Se juridicamente falando o oferecimento de recompensas é permitido no Brasil, no campo da ética alguns questionamentos podem ser feitos. É o que afirma o professor de Ética do Departamento de Direito da Universidade Federal do Espírito Santo (Ufes) e ex-secretário Estadual de Direitos Humanos, Júlio Pompeu.

Foto: TV Vitória
Júlio Pompeu levantou questionamentos a respeito do oferecimento de recompensas

Para ele, o ato de denunciar autores de crimes deveria ser natural da sociedade, independente do oferecimento de qualquer tipo de vantagem. 

"Em uma sociedade ideal, oferecer dinheiro para entregar criminosos não faria o menor sentido. Se a pessoa sabe que o outro é culpado, não tem porquê ela não denunciá-lo. Um dos problemas que vejo em oferecer recompensa é que a pessoa pode condicionar o repasse de uma informação preciosa ao pagamento de uma quantia", destacou o professor.

"Na verdade, ela deveria ser incentivada a cooperar com as investigações pelo que diz a lei e não só pelo seu bolso. Imagina se a pessoa só aceitar entregar um criminoso se houver recompensa em troca? Que tipo de mensagem você passa para a sociedade?", completou.

Pompeu também questiona a efetividade desse tipo de ação na elucidação de um crime. Segundo ele, o oferecimento de recompensa pode fazer com que pessoas denunciem sem ter certeza da culpa de quem é denunciado e, dessa forma, deixar a investigação policial ainda mais complexa.

"Na ânsia de receber o dinheiro, a pessoa pode passar uma pista falsa à polícia, o que pode atrapalhar o trabalho de investigação, já que a polícia vai ter que checar todas as informações que recebe. Uma coisa é você incentivar alguém que você sabe que tem uma informação importante a compartilhar essa informação. Outra é você fazer uma oferta genérica, onde pode aparecer informações de todos os lados".

Outro ponto levantado por Pompeu é o fato de a recompensa não ser oferecida pelo Estado, que é o agente que tem poder sobre a investigação, mas por uma associação de policiais.

######

Reescreva o trecho sobre recompensas de "Se juridicamente falando" a "Humanos, Júlio Pompeu.", trocando "recompensas" por "prêmios".

Entradas salvas

######

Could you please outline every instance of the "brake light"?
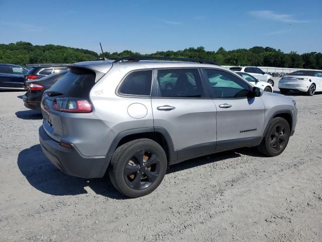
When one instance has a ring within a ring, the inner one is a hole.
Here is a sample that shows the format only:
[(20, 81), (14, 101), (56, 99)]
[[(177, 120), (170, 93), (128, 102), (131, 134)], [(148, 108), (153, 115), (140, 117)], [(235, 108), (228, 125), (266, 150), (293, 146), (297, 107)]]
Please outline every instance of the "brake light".
[(28, 88), (30, 91), (38, 91), (43, 89), (44, 86), (39, 84), (36, 84), (36, 83), (31, 83), (28, 86)]
[(35, 76), (34, 75), (28, 75), (26, 76), (26, 78), (27, 80), (34, 80), (38, 77), (38, 76)]
[(87, 100), (56, 98), (53, 101), (54, 110), (66, 112), (91, 112), (92, 104)]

######

**RESPOSTA**
Se juridicamente falando o oferecimento de prêmios é permitido no Brasil, no campo da ética alguns questionamentos podem ser feitos. É o que afirma o professor de Ética do Departamento de Direito da Universidade Federal do Espírito Santo (Ufes) e ex-secretário Estadual de Direitos Humanos, Júlio Pompeu.